Querido Grupo de Louvor,
Eu aprecio muito a sua disponibilidade e
desejo de oferecer seus dons a Deus em adoração. Aprecio sua devoção e
celebro sua fidelidade — arrastando-se para a igreja cedo, domingo após
domingo, separando tempo para ensaiar durante a semana, aprendendo e
escrevendo novas canções, e tantas coisas mais. Assim como aqueles
artistas e artesãos que Deus usou para criar o tabernáculo (Êxodo 36),
vocês são dispostos a dispor seus dons artísticos a serviço do Deus
Triuno.
Portanto, por favor, recebam esta
pequena carta no espírito que ela carrega: como um encorajamento a
refletir sobre a prática de “conduzir a adoração”. A mim parece que
vocês frequentemente simplesmente optaram por uma prática sem serem
encorajados a refletir em sua lógica, sua “razão de ser”. Em outras
palavras, a mim parece que vocês são frequentemente recrutados a
“conduzir a adoração” sem muita oportunidade de parar e refletir na
natureza da “adoração” e o que significaria “conduzir”.
Especificamente, minha preocupação é que
nós, a igreja, tenhamos involuntariamente encorajado vocês a
simplesmente importar práticas musicais para a adoração cristã que —
ainda que elas possam ser apropriadas em outro lugar — sejam
prejudiciais à adoração congregacional. Mais enfaticamente, usando a
linguagem que eu empreguei primeiramente em Desiring the Kingdom¹, às
vezes me preocupo de que tenhamos involuntariamente encorajado vocês a
importar certas formas de execução que são, efetivamente, “liturgias
seculares” e não apenas “métodos” neutros. Sem perceber, as práticas
dominantes de execução nos treinam a relacionar com a música (e os
músicos) de certa maneira: como algo para o nosso prazer, como
entretenimento, como uma experiência predominantemente passiva. A função
e o objetivo da música nestas “liturgias seculares” é bem diferente da
função e o objetivo da música na adoração cristã.
Então deixe-me oferecer apenas alguns
breves conceitos com a esperança de encorajar uma nova reflexão na
prática da “condução da adoração”:
1. Se nós, a congregação, não
conseguimos ouvir a nós mesmos, não é adoração. A adoração cristã não é
um concerto. Em um concerto (uma particular “forma de execução”), nós
frequentemente esperamos ser sobrepujados pelo som, particularmente em
certos estilos de música. Em um concerto, nós acabamos esperando aquele
estranho tipo de privação dos sentidos que acontece com a sobrecarga
sensorial, quando o golpe do grave em nosso peito e o fluir da música
sobre a multidão nos deixa com a sensação de uma certa vertigem
auditiva. E não há nada de errado com concertos! Só que a adoração
cristã não é um concerto. A adoração cristã é uma prática coletiva,
pública e congregacional — e o som e a harmonia reunidos de uma
congregação cantando em uníssono é essencial à prática da adoração. É
uma maneira “desempenhar” a realidade de que, em Cristo, nós somos um
corpo. Mas isso requer que nós na verdade sejamos capazes de ouvir a nós
mesmos, e ouvir nossas irmãs e irmãos cantando ao nosso lado. Quando o
som ampliado do grupo de louvor sobrepuja às vozes congregacionais, não
podemos ouvir a nós mesmos cantando — então perdemos aquele aspecto de
comunhão da congregação e somos encorajados a efetivamente nos tornarmos
adoradores “privados” e passivos.

_INSTRUÇÕES DA TAREFA_
Copie da carta ao grupo de louvor, sem nenhuma alteração, o trecho que vai de "Especificamente, minha preocupação" até "na adoração cristã.", incluindo estas últimas palavras.

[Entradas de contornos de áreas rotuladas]

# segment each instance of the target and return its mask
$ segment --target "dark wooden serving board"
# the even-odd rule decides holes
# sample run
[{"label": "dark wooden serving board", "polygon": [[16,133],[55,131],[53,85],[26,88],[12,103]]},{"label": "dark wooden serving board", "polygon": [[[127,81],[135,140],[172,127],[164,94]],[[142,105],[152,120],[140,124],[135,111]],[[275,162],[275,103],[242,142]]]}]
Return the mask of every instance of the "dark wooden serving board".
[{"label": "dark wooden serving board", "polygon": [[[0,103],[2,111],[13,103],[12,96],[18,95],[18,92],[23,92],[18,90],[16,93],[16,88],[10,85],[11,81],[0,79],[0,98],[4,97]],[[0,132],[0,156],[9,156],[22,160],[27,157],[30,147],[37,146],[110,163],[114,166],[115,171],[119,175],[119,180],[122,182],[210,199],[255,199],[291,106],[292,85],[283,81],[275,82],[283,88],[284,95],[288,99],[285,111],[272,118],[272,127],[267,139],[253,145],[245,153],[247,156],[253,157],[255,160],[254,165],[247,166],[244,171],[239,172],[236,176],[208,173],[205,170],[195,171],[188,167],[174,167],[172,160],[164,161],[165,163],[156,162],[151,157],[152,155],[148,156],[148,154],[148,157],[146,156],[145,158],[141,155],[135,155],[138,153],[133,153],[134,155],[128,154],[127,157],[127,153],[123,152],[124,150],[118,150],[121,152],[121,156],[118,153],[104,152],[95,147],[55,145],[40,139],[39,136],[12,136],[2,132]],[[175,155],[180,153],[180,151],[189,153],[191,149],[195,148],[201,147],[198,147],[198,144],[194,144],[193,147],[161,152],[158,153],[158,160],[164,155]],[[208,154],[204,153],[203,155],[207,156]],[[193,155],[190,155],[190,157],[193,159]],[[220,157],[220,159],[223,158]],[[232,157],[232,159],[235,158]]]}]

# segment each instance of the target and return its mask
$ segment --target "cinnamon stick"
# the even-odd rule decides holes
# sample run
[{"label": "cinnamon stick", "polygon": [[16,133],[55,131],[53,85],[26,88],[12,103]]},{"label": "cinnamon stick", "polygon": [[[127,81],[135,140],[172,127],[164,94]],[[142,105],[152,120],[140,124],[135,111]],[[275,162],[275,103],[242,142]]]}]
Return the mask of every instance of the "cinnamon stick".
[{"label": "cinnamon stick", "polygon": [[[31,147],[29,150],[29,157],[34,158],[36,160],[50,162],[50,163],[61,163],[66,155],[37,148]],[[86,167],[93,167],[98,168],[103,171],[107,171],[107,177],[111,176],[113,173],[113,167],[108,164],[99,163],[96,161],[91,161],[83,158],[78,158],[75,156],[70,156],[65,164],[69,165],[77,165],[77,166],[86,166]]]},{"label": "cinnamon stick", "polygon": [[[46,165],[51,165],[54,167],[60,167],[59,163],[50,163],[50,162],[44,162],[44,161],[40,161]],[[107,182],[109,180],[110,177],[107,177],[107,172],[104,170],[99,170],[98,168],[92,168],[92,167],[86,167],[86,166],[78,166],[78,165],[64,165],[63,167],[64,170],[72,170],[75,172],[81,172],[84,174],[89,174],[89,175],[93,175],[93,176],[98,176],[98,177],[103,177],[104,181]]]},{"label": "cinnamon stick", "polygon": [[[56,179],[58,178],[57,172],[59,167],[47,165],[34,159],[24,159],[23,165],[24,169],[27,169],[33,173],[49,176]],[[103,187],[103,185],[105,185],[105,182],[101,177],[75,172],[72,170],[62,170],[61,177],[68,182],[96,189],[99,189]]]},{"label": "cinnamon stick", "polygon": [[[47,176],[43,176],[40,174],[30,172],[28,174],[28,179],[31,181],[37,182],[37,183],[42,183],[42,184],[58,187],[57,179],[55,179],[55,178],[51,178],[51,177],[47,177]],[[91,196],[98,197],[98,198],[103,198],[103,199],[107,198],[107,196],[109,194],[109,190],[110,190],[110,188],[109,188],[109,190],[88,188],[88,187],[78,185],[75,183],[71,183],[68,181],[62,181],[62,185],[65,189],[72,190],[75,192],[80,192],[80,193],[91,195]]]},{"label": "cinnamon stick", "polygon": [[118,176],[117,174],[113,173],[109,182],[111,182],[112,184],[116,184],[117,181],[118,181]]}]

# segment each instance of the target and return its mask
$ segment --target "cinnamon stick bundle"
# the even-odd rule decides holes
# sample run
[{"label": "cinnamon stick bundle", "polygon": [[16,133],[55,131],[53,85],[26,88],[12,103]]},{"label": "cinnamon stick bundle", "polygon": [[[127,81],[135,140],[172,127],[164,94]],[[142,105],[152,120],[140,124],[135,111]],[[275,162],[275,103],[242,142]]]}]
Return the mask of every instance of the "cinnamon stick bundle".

_EM RESPOSTA_
Especificamente, minha preocupação é que
nós, a igreja, tenhamos involuntariamente encorajado vocês a
simplesmente importar práticas musicais para a adoração cristã que —
ainda que elas possam ser apropriadas em outro lugar — sejam
prejudiciais à adoração congregacional. Mais enfaticamente, usando a
linguagem que eu empreguei primeiramente em Desiring the Kingdom¹, às
vezes me preocupo de que tenhamos involuntariamente encorajado vocês a
importar certas formas de execução que são, efetivamente, “liturgias
seculares” e não apenas “métodos” neutros. Sem perceber, as práticas
dominantes de execução nos treinam a relacionar com a música (e os
músicos) de certa maneira: como algo para o nosso prazer, como
entretenimento, como uma experiência predominantemente passiva. A função
e o objetivo da música nestas “liturgias seculares” é bem diferente da
função e o objetivo da música na adoração cristã.